──────── RECORDED INFORMATION ────────

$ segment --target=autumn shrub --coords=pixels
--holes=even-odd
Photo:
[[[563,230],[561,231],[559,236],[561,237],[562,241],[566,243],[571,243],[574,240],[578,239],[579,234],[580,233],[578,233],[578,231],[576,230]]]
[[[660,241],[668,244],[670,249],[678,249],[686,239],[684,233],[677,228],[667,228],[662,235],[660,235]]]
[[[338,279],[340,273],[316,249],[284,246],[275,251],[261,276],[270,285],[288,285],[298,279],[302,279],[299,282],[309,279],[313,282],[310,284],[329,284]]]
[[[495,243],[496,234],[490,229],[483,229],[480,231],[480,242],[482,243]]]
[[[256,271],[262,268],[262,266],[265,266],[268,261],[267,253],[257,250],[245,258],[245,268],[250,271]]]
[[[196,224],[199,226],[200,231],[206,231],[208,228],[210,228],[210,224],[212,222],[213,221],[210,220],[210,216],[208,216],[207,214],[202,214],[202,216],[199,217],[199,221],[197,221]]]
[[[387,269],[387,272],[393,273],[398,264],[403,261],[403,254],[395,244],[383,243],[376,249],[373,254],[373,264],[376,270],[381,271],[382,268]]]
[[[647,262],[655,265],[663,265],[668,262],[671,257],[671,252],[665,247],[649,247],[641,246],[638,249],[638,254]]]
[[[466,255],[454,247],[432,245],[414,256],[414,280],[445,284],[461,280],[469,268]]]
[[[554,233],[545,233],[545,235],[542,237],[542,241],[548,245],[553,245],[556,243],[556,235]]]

────────

Copy all of the records above character for character, from the first line to the last.

$ segment --target=autumn shrub --coords=pixels
--holes=even-odd
Photo:
[[[563,230],[561,231],[559,236],[561,237],[562,241],[566,243],[571,243],[574,240],[578,239],[579,234],[580,233],[578,233],[578,231],[576,230]]]
[[[660,241],[668,244],[670,249],[678,249],[686,239],[684,233],[677,228],[667,228],[662,235],[660,235]]]
[[[338,279],[340,273],[316,249],[284,246],[275,251],[261,276],[270,285],[288,285],[298,279],[302,279],[299,282],[309,279],[313,282],[310,284],[329,284]]]
[[[495,243],[496,234],[490,229],[483,229],[480,231],[480,242],[482,243]]]
[[[256,271],[262,268],[262,266],[265,266],[268,261],[267,253],[257,250],[245,258],[245,268],[250,271]]]
[[[196,224],[199,226],[200,231],[206,231],[208,228],[210,228],[210,224],[212,222],[213,221],[210,220],[210,216],[208,216],[207,214],[202,214],[202,216],[199,217],[199,221],[197,221]]]
[[[387,269],[387,272],[393,273],[398,264],[403,261],[403,254],[395,244],[383,243],[376,249],[373,254],[373,264],[376,270],[381,271],[382,268]]]
[[[647,262],[655,265],[663,265],[668,262],[671,257],[671,252],[665,247],[649,247],[641,246],[638,249],[638,254]]]
[[[466,255],[454,247],[432,245],[414,256],[414,280],[445,284],[461,280],[469,268]]]
[[[554,233],[545,233],[545,235],[542,237],[542,241],[548,245],[553,245],[556,243],[556,235]]]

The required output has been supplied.